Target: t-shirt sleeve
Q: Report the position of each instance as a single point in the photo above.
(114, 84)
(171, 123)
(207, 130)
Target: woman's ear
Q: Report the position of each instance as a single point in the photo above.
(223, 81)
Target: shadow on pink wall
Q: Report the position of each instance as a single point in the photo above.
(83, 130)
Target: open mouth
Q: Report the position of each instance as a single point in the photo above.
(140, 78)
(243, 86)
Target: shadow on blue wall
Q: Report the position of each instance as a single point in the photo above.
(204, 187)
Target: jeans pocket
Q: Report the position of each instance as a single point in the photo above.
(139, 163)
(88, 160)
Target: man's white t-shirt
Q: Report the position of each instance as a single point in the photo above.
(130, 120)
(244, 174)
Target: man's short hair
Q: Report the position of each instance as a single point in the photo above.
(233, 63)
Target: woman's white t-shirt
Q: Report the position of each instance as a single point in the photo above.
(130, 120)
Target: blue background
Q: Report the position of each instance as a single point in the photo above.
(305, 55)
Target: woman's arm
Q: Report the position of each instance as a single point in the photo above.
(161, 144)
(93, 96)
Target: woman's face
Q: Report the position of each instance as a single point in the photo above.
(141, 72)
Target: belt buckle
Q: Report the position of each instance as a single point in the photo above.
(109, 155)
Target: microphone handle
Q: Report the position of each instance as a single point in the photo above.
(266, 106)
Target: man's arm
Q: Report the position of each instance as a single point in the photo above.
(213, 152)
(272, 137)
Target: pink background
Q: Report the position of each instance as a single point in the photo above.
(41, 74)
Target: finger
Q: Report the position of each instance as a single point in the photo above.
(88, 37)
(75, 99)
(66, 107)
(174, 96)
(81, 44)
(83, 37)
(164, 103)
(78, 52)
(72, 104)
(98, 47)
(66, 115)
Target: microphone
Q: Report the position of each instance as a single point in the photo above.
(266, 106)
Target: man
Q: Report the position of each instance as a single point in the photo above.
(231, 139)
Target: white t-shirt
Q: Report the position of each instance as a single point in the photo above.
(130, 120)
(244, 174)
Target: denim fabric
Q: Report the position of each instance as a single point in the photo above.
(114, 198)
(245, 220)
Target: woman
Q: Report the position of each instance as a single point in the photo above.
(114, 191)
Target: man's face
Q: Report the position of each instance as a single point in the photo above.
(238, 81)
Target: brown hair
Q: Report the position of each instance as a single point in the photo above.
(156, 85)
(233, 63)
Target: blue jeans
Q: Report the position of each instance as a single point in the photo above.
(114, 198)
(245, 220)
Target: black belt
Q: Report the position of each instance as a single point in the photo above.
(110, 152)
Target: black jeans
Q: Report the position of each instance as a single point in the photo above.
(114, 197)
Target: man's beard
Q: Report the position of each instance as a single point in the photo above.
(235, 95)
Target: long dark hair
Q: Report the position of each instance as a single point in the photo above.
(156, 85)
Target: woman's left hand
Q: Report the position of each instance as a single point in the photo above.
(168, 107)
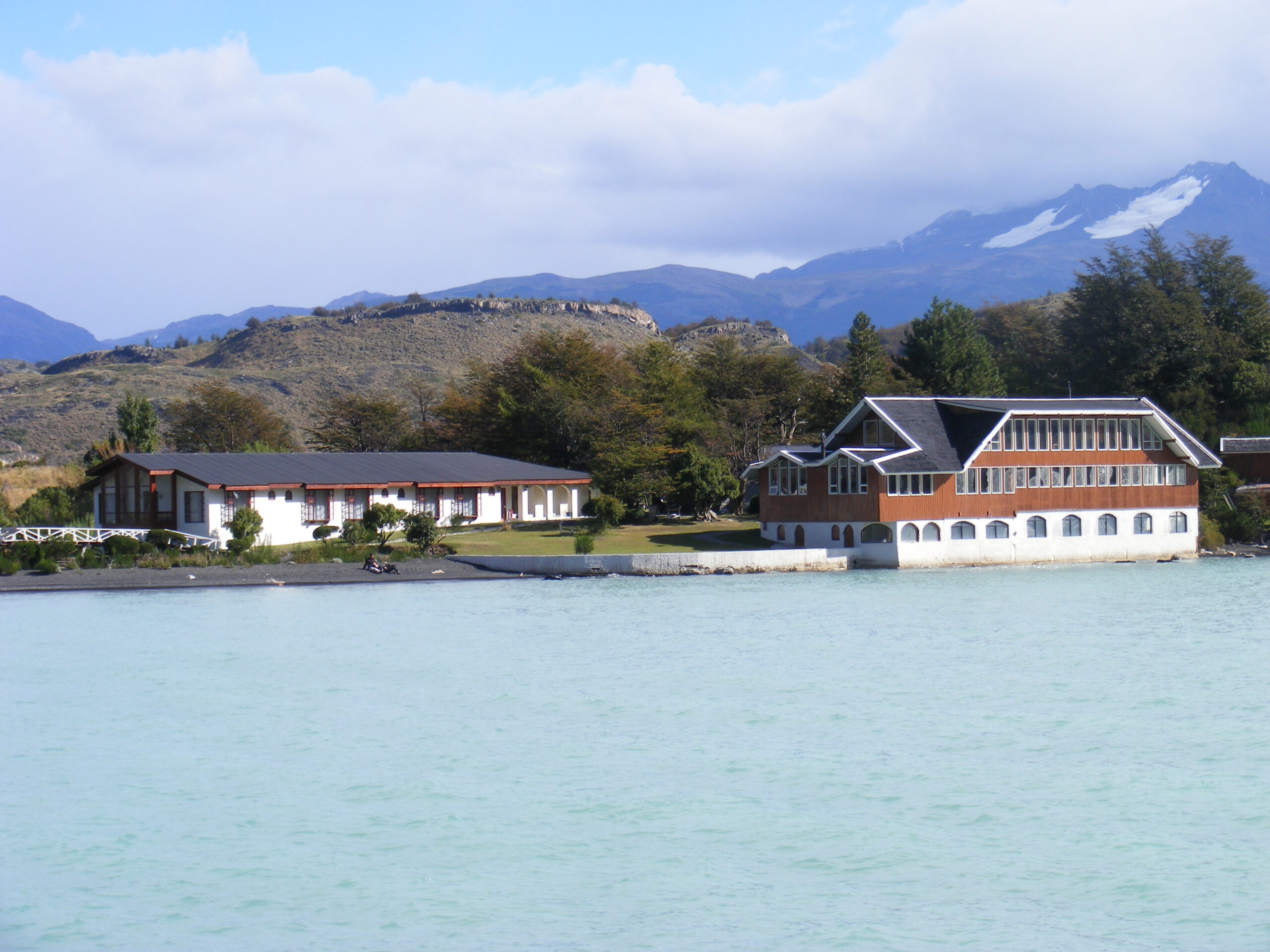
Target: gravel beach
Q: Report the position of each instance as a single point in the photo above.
(287, 574)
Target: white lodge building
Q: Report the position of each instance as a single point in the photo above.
(926, 481)
(295, 493)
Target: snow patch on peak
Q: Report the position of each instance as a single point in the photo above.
(1150, 210)
(1042, 225)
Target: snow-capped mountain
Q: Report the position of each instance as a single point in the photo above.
(1025, 252)
(968, 258)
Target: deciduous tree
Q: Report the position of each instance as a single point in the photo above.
(215, 418)
(357, 423)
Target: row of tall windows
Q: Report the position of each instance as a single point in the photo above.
(786, 479)
(1038, 529)
(997, 479)
(911, 484)
(846, 477)
(878, 433)
(1044, 434)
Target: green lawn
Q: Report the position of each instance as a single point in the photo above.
(663, 537)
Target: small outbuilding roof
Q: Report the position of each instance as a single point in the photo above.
(345, 469)
(1246, 445)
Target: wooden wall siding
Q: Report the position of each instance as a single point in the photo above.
(818, 506)
(944, 503)
(947, 504)
(1251, 468)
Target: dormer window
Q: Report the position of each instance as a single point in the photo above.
(879, 434)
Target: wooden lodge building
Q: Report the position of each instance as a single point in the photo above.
(296, 493)
(928, 481)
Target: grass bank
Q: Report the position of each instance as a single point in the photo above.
(22, 481)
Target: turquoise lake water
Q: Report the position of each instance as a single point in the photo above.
(1060, 758)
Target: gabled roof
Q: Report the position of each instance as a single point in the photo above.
(944, 434)
(343, 469)
(1246, 445)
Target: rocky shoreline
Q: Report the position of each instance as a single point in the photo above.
(243, 575)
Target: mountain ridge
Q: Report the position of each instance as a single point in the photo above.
(972, 258)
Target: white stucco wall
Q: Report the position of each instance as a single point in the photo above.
(1016, 549)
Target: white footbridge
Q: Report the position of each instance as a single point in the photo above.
(84, 536)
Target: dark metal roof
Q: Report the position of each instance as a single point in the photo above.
(1071, 405)
(1246, 445)
(345, 469)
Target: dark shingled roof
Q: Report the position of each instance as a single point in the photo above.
(346, 469)
(1246, 445)
(945, 437)
(945, 432)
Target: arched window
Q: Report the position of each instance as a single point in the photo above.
(876, 532)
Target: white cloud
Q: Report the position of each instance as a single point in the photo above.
(1042, 225)
(148, 188)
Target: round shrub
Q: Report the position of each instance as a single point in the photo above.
(27, 554)
(163, 538)
(119, 546)
(607, 511)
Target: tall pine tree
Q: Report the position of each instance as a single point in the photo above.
(945, 352)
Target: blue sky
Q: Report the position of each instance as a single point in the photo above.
(160, 160)
(722, 51)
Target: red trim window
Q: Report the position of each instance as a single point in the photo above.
(318, 506)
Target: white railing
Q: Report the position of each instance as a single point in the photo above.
(85, 536)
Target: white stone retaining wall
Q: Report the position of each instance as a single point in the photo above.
(781, 560)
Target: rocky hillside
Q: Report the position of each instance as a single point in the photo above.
##########
ASSIGNED TASK:
The response has to be an exact copy of all the data, pictures excluded.

FINAL ANSWER:
Target: t-shirt sleeve
Q: Report the position of each instance as a single point in the photo above.
(114, 84)
(171, 123)
(207, 130)
Target: woman's ear
Q: Report the position of each instance as a single point in the photo above.
(223, 81)
Target: shadow on pink wall
Q: Report the position of each instance as a single point in the photo above.
(83, 130)
Target: open mouth
Q: Report the position of each instance as a single point in the photo above.
(140, 78)
(243, 86)
Target: shadow on blue wall
Q: Report the position of each instance as a single point in the photo above.
(204, 187)
Target: jeans pocket
Q: Report the position of each instance as a single point in the photo above.
(139, 163)
(88, 160)
Target: man's white t-shirt
Q: Report the position of each instance as a single point in the photo above.
(130, 120)
(244, 174)
Target: man's short hair
Q: Report the position of each instance as a single point in the photo above.
(233, 63)
Target: woman's white t-shirt
Q: Report the position of each instance as a single point in the photo above.
(130, 120)
Target: blue background
Q: Report the position of each instance as a single point in the photo above.
(305, 55)
Target: woman's arm
Q: Report the position of each instance as a single point in the photo above.
(161, 144)
(93, 96)
Target: woman's face
Q: Report the position of each instance as a single point in the photo above.
(141, 72)
Target: belt buckle
Q: Report the position of each instance as a single point in the photo above.
(109, 155)
Target: microphone handle
Q: Report the position of each instance as a single point in the photo above.
(266, 106)
Target: man's arm
Q: Report the position of each instance as a single point in the photo above.
(213, 152)
(272, 137)
Target: pink background
Q: Report the position of each instance as a single point in the photo above.
(41, 74)
Target: finger
Q: Report the position of each instance as a single point in the photo above.
(88, 37)
(75, 99)
(66, 107)
(174, 96)
(81, 44)
(83, 37)
(164, 103)
(78, 52)
(72, 104)
(98, 47)
(66, 115)
Target: microphone
Q: Report the position of each instance as a single point in the photo above.
(266, 106)
Target: man
Q: Report the position of each instance as a single point in the photo above.
(231, 139)
Target: white t-shirt
Q: Report the position of each instance as a single point in the photo above.
(130, 120)
(244, 174)
Target: denim fabric
Q: Report the position of each instance as a single point in the photo above.
(114, 198)
(245, 220)
Target: woman
Q: Report the position of each instance as a single point in the photo above.
(114, 191)
Target: man's face
Q: Report the position of each instance as a single point in the photo above.
(238, 81)
Target: brown hair
Q: Report the position of each instance as a single point in the photo above.
(156, 85)
(233, 63)
Target: blue jeans
Q: Report the position of each instance as a single point in the photo above.
(114, 198)
(245, 220)
Target: black belt
Q: Report the position of each instance as a single point in the photo above.
(110, 152)
Target: black jeans
Q: Report the position of each instance as a single point in the photo above.
(114, 197)
Target: man's beard
Q: Report the position of each instance as a single point in the photo above.
(235, 95)
Target: long dark hair
Q: Report the position of each instance as a single point in the photo above.
(156, 85)
Target: woman's left hand
Q: Report the position of each instance as a single point in the photo above.
(168, 107)
Target: gravel beach
Q: Report the position of each instance as a single point in the photo above.
(287, 574)
Target: white lodge building
Q: Report the position of each instance as a single point in the photo above.
(926, 481)
(295, 493)
Target: snow patch on peak
Q: Report the position of each instance as a single point in the photo above.
(1150, 210)
(1042, 225)
Target: snow-capped mountain
Q: Report the position of each instance as a single point in the photo above.
(1025, 252)
(968, 258)
Target: deciduous tree
Q: Report the position of each instance as a single point in the photo above.
(215, 418)
(357, 423)
Target: row of tall windows
Q: Report the position of each instance as a single point in the photo above.
(786, 479)
(1038, 529)
(997, 479)
(911, 484)
(846, 477)
(878, 433)
(1044, 434)
Target: green lawn
Q: Report the position of each instance as a single point in the photo above.
(663, 537)
Target: small outbuilding roof
Q: Report the position of each instance as a single point in the photo above.
(345, 469)
(1246, 445)
Target: wooden wall siding
Q: Report the position of each instance as a single point in the photo above.
(818, 506)
(944, 503)
(947, 504)
(1251, 468)
Target: dormer window
Q: Report the position of each instance as a single point in the photo above.
(879, 434)
Target: wooden lodge building
Q: Report the position of each instance as a single point in the photo above.
(296, 493)
(928, 481)
Target: grass bank
Q: Report the position of each instance as a single point in the photo above.
(22, 481)
Target: turquoise lake water
Q: Report the position of each instance as a single point in the photo above.
(1060, 758)
Target: gabled roof
Q: Report the position of each instance as a single point in the photo above.
(944, 434)
(343, 469)
(1246, 445)
Target: rocky shoreline
Q: Report the position of each instance as a single point in the photo above.
(243, 575)
Target: mountain ridge
Q: Report the position of each instance as a single point in the photo above.
(972, 258)
Target: white stucco wall
Q: Report the position of each instance as a single point in the photo above.
(1016, 549)
Target: white footbridge
Q: Report the position of each instance as a single point in the photo above.
(84, 536)
Target: dark metal roof
Q: Report the position of each instance as a single point in the photo above.
(1071, 405)
(1246, 445)
(345, 469)
Target: dark shingled roof
Q: Report the position of each instance as a single point in the photo above.
(346, 469)
(1246, 445)
(945, 437)
(945, 432)
Target: arched window
Q: Report the position of each instance as a single point in the photo above.
(876, 532)
Target: white cloud
Q: Report the position of each instance as a single point in the photo above.
(1042, 225)
(148, 188)
Target: round shrub
Q: Report the position of each instance as a single point in the photo above.
(27, 554)
(163, 538)
(119, 546)
(607, 511)
Target: tall pine tree
Q: Report the position of each instance as a single point in the photo above.
(945, 352)
Target: blue sky
Q: Report the position of each instance as a single point in the photo above.
(160, 160)
(722, 51)
Target: red trim window
Q: Report the position of each instance as a single point in the photo above.
(318, 506)
Target: white railing
Q: Report the position of each instance as a single point in the photo above.
(85, 536)
Target: white stone retaining wall
Q: Report the position of each instance as a single point in the photo above.
(781, 560)
Target: rocky hillside
Q: Report the position of each instance as a single point in the photo above.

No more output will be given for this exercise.